(Data items)
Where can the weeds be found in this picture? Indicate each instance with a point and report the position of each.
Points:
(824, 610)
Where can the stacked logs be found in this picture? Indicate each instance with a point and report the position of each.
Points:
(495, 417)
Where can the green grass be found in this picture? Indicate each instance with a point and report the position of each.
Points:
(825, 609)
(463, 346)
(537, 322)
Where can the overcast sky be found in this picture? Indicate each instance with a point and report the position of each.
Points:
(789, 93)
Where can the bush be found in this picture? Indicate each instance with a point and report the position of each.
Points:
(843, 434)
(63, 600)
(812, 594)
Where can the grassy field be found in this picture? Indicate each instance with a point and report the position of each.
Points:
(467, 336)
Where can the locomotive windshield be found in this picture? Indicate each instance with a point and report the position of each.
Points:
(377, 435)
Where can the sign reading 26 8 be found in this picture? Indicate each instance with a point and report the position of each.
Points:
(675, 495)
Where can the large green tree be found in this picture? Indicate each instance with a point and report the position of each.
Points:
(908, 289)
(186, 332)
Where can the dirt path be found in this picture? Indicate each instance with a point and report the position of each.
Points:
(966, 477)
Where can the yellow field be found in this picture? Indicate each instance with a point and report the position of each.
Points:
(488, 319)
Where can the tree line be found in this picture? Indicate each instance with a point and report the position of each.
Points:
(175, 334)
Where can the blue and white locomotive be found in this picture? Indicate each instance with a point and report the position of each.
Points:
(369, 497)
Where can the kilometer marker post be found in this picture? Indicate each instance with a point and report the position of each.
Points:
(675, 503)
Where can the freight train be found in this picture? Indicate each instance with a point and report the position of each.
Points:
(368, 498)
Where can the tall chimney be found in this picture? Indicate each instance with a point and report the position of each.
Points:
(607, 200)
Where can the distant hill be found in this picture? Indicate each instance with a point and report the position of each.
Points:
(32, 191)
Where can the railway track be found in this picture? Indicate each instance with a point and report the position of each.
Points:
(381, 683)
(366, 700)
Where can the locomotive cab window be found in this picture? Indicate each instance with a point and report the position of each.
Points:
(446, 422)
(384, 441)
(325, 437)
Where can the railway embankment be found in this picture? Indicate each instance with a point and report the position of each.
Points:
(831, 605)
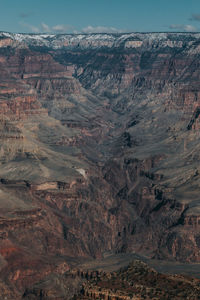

_Objective:_
Please rewrite every one of the records above, replacing "report the position of each" with "give the coordinates of each" and changing nothing else. Leave the pictures out of your answer.

_Answer to this exercise:_
Where can the weeds be found in this picture? Indicate each instance with a point and give the coordinates of each.
Points:
(824, 610)
Where can the stacked logs be found in this picture? Indicate each instance with a point and give the coordinates of each.
Points:
(495, 417)
Where can the green grass be found in this picture? Indicate each instance with a point and give the coordinates of each.
Points:
(825, 609)
(463, 346)
(537, 322)
Where can the overcast sky be found in this picture? Indicate each instance with a point and give the coordinates of each.
Points:
(789, 93)
Where can the bush be found in this picture? Indicate each instance with a point and give the coordinates of each.
Points:
(843, 434)
(63, 600)
(812, 594)
Where can the grassy field be found in this picture? Indicate each instance with a point and give the coordinates of each.
Points:
(467, 336)
Where can the locomotive windshield be found in this picture? Indicate each instance with a point and give the coordinates of each.
Points:
(377, 435)
Where can the sign reading 26 8 be found in this picture? Indicate each instance with a point and give the coordinates of each.
Points:
(675, 495)
Where can the large green tree be found in this picture? Indicate each instance with a point and give the coordinates of each.
Points:
(908, 289)
(186, 332)
Where can the dirt path be found in this picture? Indicate each instance with a point and give the coordinates of each.
Points:
(966, 477)
Where can the yellow field be found in this picture? Indicate each instance with a point and give the coordinates of each.
Points:
(488, 319)
Where can the tree line be found in this picture? Indicate each instance with a point and give the coordinates of each.
Points:
(175, 334)
Where can the blue and white locomotive be found in this picture? Indicate each instance with a point and give the coordinates of each.
Points:
(369, 497)
Where can the kilometer marker post be found in this picture? Indicate each instance with a point and give the coordinates of each.
Points:
(675, 503)
Where can the freight train be found in this picture? Indicate each instance with a point and give the coordinates of each.
Points:
(368, 498)
Where can the tall chimney be found in this picture? Indicate each instance with a point and give the coordinates of each.
Points:
(607, 200)
Where can the distant hill be found in this picture? Indicate each instance with a point and give the coordinates of each.
Points:
(32, 191)
Where can the railway track be found in this picture? Indicate each instance with a point and give the coordinates of each.
Points:
(381, 683)
(366, 700)
Where can the locomotive cab window be found in this picture? Indicate each instance with a point and give the coordinates of each.
Points:
(446, 422)
(384, 441)
(325, 437)
Where can the railway embankment be found in this picture? Indicate each instance with a point and give the coordinates of each.
Points:
(831, 605)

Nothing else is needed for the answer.